Given request: Find each line in the entries below that contains the word "porch" and copy those lines out. Letter case matters.

Material shown:
-- Start --
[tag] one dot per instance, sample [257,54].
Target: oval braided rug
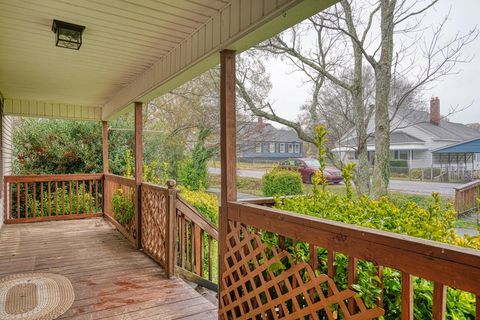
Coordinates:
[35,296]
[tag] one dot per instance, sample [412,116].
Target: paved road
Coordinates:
-- End --
-- Start --
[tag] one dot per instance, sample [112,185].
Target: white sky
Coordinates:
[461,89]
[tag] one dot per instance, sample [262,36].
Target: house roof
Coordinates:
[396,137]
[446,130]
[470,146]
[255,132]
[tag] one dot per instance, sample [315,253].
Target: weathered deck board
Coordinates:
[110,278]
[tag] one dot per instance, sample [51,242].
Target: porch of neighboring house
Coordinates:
-- End --
-- Start --
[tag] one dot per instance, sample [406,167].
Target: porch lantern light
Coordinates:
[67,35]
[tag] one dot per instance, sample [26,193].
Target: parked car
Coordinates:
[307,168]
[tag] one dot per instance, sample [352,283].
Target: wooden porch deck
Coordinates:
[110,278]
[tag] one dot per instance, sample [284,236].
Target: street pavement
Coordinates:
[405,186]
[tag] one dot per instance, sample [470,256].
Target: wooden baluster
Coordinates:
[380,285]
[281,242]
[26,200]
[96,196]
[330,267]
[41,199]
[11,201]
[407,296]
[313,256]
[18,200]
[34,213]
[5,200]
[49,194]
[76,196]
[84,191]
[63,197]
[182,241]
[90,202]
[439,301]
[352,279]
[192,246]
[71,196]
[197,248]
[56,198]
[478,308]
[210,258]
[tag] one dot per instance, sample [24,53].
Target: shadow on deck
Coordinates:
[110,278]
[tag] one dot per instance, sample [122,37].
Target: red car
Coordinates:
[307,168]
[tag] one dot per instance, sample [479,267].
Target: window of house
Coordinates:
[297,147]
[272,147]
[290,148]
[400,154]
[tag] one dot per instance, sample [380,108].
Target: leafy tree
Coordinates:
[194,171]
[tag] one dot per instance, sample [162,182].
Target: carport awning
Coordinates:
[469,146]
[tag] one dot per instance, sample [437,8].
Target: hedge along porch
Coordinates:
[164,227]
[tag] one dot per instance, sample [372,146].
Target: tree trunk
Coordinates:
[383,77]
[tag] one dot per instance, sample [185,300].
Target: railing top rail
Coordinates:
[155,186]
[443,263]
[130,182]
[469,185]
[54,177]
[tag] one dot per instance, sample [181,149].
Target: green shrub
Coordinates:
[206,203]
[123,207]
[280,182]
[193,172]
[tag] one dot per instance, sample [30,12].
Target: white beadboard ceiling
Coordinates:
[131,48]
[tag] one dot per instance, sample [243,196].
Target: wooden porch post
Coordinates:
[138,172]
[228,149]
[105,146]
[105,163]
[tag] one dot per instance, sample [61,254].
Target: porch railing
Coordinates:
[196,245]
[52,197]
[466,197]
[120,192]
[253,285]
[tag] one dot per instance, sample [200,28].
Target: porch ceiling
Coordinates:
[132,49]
-- End --
Answer to this problem:
Target: porch of neighboring house
Target: porch lantern light
Target: wooden porch deck
Target: hedge along porch
Target: wooden porch post
Target: porch railing
Target: porch ceiling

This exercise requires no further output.